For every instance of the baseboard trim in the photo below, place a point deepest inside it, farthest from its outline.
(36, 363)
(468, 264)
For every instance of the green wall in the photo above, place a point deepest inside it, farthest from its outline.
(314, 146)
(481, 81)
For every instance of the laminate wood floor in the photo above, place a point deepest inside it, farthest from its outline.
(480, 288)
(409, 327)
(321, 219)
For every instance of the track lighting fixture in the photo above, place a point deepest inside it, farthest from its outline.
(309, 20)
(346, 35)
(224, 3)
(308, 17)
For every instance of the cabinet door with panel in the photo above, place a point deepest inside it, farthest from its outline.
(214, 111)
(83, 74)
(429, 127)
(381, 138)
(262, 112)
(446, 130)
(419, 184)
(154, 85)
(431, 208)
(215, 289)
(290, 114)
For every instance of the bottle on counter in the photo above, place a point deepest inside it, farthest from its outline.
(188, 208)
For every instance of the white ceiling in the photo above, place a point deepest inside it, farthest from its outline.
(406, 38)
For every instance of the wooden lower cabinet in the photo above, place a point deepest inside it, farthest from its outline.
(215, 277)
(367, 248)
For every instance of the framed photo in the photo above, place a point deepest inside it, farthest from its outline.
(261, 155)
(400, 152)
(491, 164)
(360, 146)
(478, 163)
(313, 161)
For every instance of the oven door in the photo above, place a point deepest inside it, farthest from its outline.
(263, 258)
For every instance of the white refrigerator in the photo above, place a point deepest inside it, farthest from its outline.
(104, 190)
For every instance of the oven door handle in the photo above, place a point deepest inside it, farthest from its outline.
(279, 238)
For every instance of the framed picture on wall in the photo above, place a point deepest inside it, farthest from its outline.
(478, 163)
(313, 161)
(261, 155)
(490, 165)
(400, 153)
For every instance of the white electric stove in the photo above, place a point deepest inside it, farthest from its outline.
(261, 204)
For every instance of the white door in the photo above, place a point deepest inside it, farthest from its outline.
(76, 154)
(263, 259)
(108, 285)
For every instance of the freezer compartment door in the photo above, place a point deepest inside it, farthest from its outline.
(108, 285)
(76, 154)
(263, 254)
---
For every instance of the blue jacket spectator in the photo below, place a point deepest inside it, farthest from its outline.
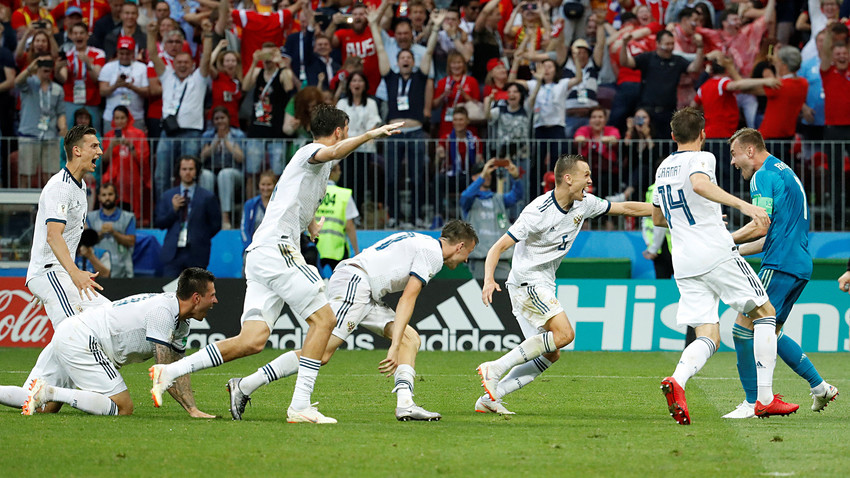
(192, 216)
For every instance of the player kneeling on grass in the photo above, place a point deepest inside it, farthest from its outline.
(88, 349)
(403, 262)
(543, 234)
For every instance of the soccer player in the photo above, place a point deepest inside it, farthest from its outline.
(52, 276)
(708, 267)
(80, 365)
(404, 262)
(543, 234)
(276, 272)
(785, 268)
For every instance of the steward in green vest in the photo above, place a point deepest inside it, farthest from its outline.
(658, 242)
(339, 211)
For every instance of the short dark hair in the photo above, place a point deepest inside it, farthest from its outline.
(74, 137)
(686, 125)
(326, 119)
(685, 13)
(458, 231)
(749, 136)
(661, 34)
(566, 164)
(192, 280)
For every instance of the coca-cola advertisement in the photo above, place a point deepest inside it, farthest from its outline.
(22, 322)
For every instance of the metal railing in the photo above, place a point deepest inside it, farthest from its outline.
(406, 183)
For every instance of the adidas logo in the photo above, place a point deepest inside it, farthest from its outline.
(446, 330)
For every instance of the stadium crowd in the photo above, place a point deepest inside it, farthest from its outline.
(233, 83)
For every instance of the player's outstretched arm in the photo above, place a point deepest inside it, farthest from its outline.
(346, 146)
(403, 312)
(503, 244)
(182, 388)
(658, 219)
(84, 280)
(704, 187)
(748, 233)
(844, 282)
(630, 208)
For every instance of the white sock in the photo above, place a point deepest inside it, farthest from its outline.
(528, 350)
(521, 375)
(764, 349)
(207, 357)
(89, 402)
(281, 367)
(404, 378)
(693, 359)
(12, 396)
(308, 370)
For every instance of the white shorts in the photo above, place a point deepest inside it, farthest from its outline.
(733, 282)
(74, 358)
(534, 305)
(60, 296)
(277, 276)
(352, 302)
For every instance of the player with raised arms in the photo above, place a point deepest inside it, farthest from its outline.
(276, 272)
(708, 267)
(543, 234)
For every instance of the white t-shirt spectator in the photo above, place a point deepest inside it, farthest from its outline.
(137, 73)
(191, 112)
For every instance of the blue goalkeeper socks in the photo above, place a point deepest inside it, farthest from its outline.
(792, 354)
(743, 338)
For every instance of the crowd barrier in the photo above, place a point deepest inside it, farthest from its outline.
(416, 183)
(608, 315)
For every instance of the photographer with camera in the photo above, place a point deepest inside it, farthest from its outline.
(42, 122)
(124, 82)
...
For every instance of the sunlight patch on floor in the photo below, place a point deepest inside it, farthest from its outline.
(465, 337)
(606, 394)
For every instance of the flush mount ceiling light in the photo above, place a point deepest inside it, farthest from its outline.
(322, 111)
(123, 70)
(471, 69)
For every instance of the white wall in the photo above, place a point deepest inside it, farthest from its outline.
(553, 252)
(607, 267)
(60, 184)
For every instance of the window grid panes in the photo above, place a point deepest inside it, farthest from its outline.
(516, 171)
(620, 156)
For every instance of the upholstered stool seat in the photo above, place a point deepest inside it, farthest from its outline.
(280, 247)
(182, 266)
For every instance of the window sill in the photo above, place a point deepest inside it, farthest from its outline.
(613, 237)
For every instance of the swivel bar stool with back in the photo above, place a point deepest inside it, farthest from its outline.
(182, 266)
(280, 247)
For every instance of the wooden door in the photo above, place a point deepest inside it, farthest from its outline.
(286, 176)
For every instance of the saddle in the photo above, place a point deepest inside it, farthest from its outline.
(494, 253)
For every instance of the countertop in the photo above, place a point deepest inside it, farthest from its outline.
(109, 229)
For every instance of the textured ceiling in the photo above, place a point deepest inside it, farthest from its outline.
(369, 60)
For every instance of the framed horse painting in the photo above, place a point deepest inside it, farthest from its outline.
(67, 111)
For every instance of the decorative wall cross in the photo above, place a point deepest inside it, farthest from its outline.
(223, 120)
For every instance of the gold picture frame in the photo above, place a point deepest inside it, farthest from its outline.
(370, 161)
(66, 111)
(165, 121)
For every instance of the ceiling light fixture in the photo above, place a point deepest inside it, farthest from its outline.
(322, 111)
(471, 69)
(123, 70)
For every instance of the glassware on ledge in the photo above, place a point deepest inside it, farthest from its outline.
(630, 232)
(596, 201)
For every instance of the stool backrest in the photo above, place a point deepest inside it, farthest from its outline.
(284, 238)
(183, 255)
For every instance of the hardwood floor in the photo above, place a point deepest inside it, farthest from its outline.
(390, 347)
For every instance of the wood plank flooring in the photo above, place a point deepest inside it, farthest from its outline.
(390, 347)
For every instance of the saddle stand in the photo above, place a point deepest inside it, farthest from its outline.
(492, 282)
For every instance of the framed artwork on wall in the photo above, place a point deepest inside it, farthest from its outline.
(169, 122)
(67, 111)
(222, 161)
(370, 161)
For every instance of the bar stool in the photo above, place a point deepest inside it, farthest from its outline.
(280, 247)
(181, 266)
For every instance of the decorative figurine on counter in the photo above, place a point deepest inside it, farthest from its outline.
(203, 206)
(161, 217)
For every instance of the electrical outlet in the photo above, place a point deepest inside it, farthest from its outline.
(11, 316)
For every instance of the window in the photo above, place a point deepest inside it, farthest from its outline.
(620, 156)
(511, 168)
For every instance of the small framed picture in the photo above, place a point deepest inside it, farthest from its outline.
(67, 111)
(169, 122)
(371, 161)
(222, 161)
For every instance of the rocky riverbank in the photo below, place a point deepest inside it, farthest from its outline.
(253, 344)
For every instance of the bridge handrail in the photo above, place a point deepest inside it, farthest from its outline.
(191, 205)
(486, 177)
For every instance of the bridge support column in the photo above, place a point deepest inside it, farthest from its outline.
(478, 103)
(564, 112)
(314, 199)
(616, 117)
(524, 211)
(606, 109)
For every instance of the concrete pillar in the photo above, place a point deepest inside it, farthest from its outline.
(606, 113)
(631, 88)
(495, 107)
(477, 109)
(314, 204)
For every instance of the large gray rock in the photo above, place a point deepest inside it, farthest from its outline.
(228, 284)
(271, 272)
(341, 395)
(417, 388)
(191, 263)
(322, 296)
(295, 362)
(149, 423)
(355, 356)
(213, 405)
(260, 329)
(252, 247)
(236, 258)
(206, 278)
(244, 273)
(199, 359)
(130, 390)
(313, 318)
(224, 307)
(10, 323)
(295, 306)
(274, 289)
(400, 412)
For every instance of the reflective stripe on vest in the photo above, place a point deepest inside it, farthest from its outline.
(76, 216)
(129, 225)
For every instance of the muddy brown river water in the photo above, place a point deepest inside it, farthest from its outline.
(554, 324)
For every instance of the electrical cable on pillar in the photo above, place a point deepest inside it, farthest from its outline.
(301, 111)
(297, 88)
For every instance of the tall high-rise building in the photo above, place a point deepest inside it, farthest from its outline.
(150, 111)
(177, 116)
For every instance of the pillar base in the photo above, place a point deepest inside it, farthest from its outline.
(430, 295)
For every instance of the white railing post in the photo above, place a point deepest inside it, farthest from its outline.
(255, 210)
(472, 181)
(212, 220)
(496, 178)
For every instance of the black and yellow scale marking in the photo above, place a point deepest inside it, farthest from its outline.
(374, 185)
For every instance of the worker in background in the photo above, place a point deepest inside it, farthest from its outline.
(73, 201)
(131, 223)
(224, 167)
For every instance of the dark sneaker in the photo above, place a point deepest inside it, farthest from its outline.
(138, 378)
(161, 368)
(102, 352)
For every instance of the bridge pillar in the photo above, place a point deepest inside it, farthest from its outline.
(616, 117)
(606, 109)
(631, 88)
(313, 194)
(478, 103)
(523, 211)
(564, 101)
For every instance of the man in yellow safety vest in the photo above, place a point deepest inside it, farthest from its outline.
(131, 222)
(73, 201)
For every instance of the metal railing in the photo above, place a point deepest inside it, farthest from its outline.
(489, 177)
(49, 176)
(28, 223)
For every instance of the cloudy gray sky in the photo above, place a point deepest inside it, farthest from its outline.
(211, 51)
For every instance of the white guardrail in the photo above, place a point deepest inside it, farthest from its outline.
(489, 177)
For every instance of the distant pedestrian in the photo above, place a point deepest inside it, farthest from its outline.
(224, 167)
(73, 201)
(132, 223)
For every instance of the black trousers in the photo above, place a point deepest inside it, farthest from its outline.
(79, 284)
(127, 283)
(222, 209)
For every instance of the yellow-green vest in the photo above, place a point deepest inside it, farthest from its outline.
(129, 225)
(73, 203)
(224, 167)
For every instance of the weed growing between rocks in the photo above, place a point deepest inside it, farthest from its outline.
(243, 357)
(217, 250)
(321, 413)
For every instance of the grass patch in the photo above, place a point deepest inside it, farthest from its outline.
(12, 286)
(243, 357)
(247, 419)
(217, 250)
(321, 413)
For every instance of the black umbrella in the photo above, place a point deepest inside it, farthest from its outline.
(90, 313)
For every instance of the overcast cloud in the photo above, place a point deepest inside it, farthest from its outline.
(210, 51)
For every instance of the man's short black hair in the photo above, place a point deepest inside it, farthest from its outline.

Exercise brief >>
Copy out every line in the data above that contains the word "yellow".

Exercise solution >>
For every instance of the black and yellow scale marking in the photo above, place a point deepest inside it, farthest from its outline.
For every instance of the man in yellow safety vest in the photo above, place a point deepest inside it, farthest from its outline.
For every instance of the yellow-green vest in the photo above, place a point deepest inside it, farthest from its outline.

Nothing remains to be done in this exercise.